--- GOAL OF THE EXERCISE ---
Your task is to repeat exactly the lines below between the line holding "of the dense" and the line holding "the wooden pavilion", inclusive, and only those.

--- RECORDED DATA ---
:::

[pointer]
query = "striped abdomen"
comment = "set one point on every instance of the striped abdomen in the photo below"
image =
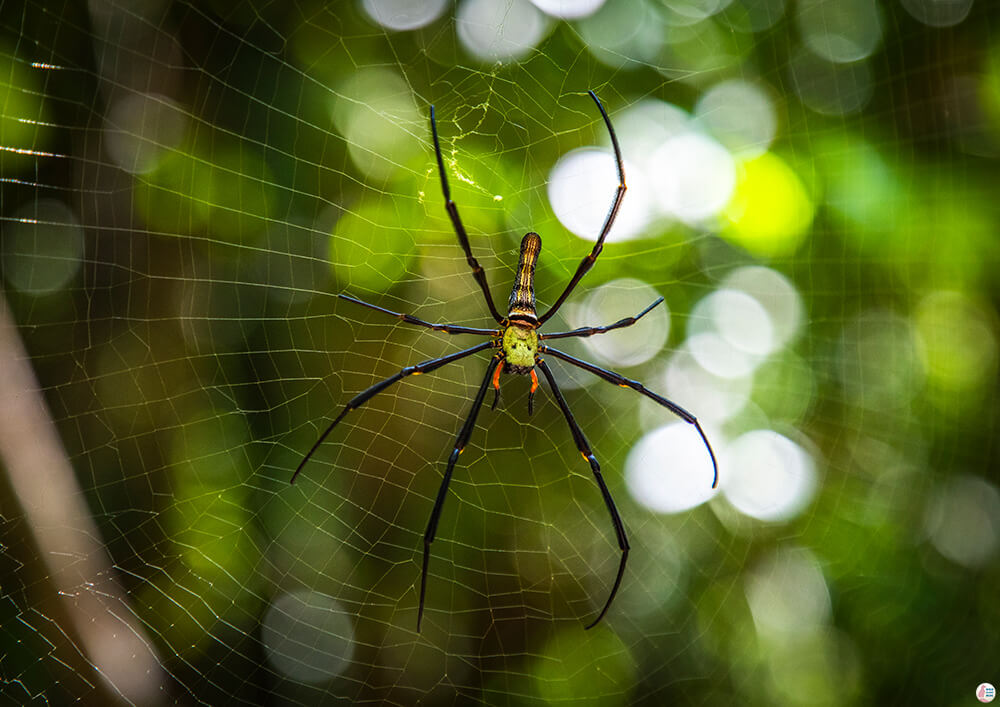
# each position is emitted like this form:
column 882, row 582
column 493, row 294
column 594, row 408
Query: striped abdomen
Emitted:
column 522, row 297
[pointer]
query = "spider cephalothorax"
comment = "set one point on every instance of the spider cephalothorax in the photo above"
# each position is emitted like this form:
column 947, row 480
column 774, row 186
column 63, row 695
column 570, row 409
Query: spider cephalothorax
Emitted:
column 519, row 347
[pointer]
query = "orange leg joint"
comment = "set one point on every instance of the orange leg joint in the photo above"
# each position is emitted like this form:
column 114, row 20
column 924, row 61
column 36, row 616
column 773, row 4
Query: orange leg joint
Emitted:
column 496, row 387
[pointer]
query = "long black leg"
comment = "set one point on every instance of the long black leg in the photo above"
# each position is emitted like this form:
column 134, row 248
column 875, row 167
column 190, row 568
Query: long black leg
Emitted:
column 460, row 442
column 456, row 221
column 366, row 395
column 410, row 319
column 590, row 331
column 581, row 444
column 624, row 382
column 588, row 262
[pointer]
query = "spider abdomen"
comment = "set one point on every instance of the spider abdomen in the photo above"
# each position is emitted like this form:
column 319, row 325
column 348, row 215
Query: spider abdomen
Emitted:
column 520, row 346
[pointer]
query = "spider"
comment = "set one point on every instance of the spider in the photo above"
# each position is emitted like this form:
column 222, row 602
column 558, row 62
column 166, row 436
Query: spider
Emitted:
column 518, row 347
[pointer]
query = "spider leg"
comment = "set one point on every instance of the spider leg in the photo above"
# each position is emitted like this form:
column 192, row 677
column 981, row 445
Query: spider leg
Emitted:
column 581, row 444
column 624, row 382
column 460, row 442
column 496, row 387
column 590, row 331
column 366, row 395
column 463, row 238
column 410, row 319
column 588, row 262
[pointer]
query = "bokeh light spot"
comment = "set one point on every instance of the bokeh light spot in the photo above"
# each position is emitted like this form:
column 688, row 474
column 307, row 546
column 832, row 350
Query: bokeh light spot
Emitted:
column 632, row 345
column 842, row 31
column 963, row 520
column 767, row 476
column 959, row 338
column 497, row 30
column 770, row 212
column 692, row 176
column 568, row 9
column 787, row 593
column 776, row 294
column 938, row 13
column 404, row 15
column 740, row 115
column 669, row 470
column 581, row 188
column 718, row 398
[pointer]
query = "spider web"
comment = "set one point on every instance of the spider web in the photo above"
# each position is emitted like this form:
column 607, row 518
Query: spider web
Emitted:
column 187, row 186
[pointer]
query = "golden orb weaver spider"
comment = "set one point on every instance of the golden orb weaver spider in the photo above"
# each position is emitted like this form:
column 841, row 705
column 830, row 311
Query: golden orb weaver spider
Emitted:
column 519, row 347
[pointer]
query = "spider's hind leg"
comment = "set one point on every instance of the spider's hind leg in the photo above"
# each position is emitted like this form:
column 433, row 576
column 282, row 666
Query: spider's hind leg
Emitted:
column 496, row 387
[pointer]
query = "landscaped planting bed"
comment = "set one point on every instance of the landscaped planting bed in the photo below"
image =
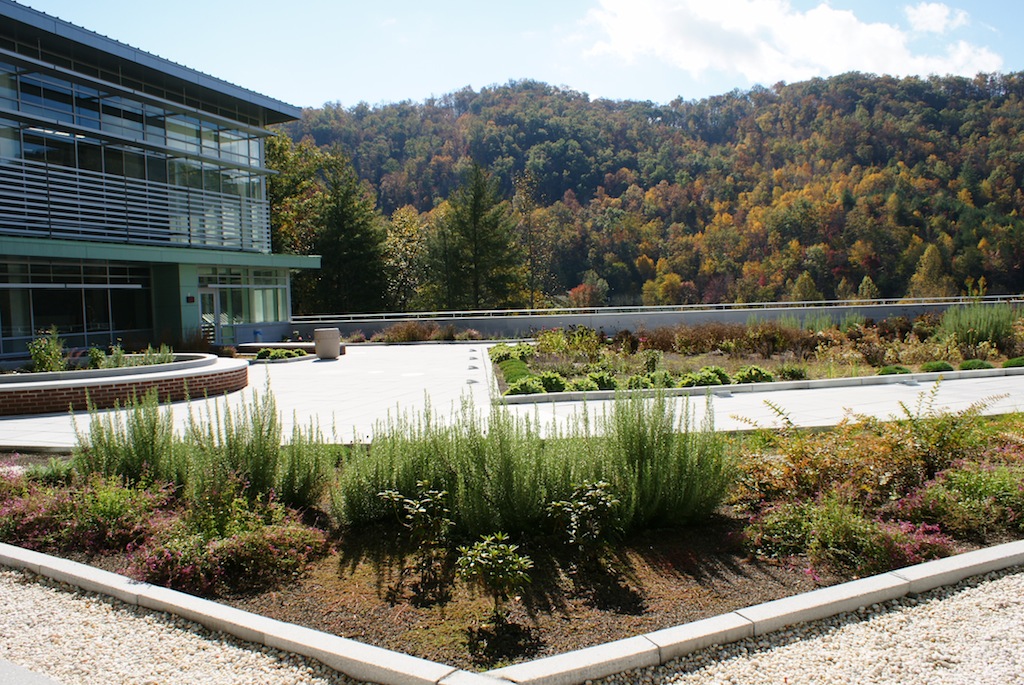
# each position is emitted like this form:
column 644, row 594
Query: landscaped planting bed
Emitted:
column 710, row 354
column 637, row 522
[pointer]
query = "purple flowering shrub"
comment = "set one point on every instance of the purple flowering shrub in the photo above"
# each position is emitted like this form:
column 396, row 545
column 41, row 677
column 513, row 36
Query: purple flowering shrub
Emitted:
column 255, row 546
column 95, row 516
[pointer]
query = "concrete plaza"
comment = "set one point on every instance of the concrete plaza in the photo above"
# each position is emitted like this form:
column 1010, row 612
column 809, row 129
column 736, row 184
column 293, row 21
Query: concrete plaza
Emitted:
column 350, row 395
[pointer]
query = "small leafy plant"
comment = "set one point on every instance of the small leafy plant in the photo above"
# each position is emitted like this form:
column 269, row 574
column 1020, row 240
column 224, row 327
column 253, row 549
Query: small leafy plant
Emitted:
column 588, row 518
column 47, row 352
column 497, row 567
column 426, row 517
column 753, row 374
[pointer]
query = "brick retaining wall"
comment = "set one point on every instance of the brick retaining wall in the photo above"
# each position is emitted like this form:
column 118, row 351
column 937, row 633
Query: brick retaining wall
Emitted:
column 58, row 398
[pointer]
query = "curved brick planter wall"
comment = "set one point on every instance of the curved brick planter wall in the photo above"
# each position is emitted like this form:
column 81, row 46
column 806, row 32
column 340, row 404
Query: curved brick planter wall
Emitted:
column 214, row 379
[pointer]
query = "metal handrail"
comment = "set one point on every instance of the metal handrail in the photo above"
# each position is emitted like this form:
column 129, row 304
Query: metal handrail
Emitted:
column 486, row 313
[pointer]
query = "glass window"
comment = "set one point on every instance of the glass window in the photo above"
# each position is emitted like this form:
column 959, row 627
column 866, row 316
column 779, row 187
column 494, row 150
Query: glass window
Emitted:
column 129, row 309
column 157, row 168
column 58, row 307
column 87, row 106
column 134, row 164
column 114, row 161
column 32, row 93
column 233, row 145
column 210, row 139
column 90, row 156
column 34, row 147
column 132, row 119
column 97, row 309
column 15, row 313
column 10, row 139
column 111, row 116
column 182, row 133
column 8, row 86
column 211, row 178
column 60, row 151
column 94, row 273
column 154, row 125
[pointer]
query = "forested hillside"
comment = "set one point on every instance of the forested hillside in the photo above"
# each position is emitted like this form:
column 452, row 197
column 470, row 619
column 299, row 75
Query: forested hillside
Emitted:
column 826, row 188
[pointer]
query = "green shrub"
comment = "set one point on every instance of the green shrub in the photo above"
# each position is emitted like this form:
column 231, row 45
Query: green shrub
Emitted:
column 971, row 501
column 136, row 444
column 792, row 372
column 525, row 386
column 723, row 377
column 977, row 324
column 279, row 353
column 651, row 359
column 707, row 376
column 588, row 518
column 96, row 357
column 585, row 384
column 664, row 470
column 494, row 472
column 500, row 352
column 753, row 374
column 503, row 476
column 514, row 370
column 662, row 379
column 305, row 468
column 257, row 547
column 47, row 352
column 551, row 381
column 639, row 382
column 893, row 370
column 96, row 516
column 837, row 534
column 603, row 380
column 54, row 472
column 426, row 518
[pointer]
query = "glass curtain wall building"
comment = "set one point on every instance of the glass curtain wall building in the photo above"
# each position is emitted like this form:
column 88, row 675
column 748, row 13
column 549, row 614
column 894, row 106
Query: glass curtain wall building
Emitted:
column 132, row 195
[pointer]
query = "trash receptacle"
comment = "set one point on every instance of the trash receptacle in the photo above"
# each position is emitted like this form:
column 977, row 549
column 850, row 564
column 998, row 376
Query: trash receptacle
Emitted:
column 327, row 343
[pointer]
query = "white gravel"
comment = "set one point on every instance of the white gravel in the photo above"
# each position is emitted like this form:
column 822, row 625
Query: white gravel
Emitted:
column 77, row 637
column 969, row 633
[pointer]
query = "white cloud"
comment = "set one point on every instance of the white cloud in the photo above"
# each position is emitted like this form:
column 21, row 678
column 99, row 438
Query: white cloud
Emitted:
column 935, row 17
column 766, row 41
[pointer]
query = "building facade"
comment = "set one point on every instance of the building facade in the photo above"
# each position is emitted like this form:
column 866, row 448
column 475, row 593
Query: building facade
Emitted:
column 132, row 195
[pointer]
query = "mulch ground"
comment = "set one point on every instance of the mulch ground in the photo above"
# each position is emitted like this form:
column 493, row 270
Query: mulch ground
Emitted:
column 659, row 580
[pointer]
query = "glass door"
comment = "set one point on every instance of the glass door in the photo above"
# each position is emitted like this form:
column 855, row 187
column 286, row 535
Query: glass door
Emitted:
column 209, row 315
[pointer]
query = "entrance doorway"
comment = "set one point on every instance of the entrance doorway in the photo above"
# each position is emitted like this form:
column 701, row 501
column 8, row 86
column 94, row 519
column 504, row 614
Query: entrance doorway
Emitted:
column 209, row 315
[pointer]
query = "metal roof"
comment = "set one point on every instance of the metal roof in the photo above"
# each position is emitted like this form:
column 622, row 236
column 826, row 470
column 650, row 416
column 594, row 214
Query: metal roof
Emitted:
column 193, row 87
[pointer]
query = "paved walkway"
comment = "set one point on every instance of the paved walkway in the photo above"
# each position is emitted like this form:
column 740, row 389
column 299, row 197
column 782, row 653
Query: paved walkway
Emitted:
column 348, row 396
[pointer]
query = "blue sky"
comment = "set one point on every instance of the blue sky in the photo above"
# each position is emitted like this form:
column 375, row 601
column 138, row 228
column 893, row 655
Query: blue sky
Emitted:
column 308, row 52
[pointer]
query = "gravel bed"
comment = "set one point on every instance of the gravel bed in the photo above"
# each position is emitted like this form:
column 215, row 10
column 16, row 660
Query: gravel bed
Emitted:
column 78, row 637
column 969, row 633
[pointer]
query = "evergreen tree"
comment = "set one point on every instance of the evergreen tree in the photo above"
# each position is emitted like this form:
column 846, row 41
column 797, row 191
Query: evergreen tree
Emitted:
column 867, row 290
column 473, row 256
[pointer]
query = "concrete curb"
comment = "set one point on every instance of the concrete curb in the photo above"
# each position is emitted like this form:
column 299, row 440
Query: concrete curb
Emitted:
column 725, row 390
column 389, row 668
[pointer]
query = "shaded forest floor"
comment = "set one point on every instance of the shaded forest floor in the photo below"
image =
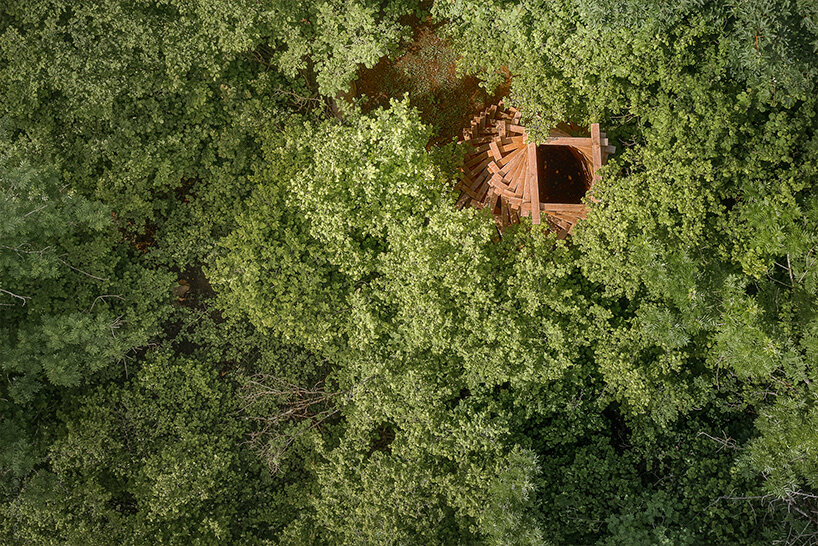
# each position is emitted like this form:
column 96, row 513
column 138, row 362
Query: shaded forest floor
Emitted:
column 425, row 68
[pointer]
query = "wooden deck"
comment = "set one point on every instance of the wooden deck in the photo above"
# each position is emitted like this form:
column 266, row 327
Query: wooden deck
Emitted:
column 501, row 170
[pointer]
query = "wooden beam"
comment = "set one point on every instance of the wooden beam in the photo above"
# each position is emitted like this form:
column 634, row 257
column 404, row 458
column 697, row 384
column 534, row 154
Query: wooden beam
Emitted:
column 596, row 151
column 533, row 184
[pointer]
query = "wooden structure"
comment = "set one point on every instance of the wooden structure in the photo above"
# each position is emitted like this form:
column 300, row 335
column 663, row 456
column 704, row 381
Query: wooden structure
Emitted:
column 511, row 177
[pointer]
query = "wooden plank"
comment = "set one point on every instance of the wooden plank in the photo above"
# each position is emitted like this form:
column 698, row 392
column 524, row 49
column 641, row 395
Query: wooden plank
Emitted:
column 507, row 159
column 508, row 167
column 504, row 217
column 495, row 150
column 533, row 184
column 476, row 171
column 510, row 147
column 562, row 207
column 573, row 141
column 517, row 175
column 596, row 151
column 476, row 160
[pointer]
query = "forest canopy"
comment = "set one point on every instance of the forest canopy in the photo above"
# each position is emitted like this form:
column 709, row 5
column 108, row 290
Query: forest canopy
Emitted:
column 239, row 305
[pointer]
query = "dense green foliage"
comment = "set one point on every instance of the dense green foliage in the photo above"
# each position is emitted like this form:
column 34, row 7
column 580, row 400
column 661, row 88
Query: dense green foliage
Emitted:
column 232, row 313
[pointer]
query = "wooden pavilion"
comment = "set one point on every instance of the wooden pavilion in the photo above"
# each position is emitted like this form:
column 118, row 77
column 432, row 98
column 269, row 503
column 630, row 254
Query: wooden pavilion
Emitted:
column 515, row 179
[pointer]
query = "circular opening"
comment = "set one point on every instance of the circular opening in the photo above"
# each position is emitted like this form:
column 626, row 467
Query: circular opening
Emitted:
column 563, row 174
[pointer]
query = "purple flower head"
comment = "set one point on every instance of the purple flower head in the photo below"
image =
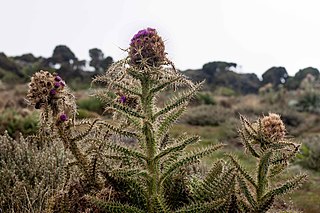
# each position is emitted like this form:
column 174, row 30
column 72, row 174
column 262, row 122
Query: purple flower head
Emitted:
column 62, row 83
column 56, row 84
column 53, row 92
column 123, row 99
column 143, row 33
column 147, row 48
column 57, row 78
column 63, row 117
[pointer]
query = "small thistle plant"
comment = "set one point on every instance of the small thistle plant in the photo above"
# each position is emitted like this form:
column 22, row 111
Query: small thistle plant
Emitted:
column 155, row 174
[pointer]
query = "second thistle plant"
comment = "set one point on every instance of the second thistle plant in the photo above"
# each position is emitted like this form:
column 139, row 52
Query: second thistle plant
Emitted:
column 265, row 140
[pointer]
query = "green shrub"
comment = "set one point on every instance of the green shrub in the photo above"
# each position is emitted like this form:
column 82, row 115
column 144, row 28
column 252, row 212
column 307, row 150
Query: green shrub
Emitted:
column 29, row 175
column 225, row 91
column 205, row 98
column 309, row 156
column 309, row 102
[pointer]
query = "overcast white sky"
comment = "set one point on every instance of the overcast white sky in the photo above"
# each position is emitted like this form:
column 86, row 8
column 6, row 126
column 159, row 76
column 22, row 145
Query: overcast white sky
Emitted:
column 255, row 34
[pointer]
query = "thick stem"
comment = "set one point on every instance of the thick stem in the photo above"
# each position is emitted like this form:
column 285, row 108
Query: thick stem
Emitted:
column 148, row 132
column 82, row 161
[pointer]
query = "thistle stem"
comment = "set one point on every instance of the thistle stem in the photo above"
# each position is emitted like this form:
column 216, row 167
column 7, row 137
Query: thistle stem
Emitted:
column 148, row 132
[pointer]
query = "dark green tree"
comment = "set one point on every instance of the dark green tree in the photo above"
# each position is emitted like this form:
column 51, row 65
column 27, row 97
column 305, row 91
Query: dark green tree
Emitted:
column 275, row 76
column 98, row 61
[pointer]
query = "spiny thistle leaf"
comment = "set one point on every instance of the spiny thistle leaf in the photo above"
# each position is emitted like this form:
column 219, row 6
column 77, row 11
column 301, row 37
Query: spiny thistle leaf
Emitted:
column 241, row 170
column 132, row 190
column 125, row 88
column 189, row 159
column 113, row 207
column 286, row 187
column 85, row 133
column 120, row 131
column 126, row 151
column 179, row 101
column 159, row 205
column 265, row 205
column 203, row 207
column 220, row 187
column 110, row 102
column 246, row 191
column 247, row 145
column 178, row 147
column 164, row 85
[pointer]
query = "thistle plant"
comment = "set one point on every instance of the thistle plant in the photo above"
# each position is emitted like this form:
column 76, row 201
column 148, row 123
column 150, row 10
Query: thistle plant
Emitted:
column 266, row 141
column 155, row 173
column 133, row 86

:::

--- YOUR SOLUTION ---
comment = "set one point on every instance of the dense green foliage in the photo above"
# each position is emitted like this form:
column 34, row 7
column 580, row 400
column 661, row 88
Query: dense green foliage
Emitted:
column 232, row 313
[pointer]
query = "wooden pavilion"
comment = "set one point on every instance of the wooden pavilion in the photo above"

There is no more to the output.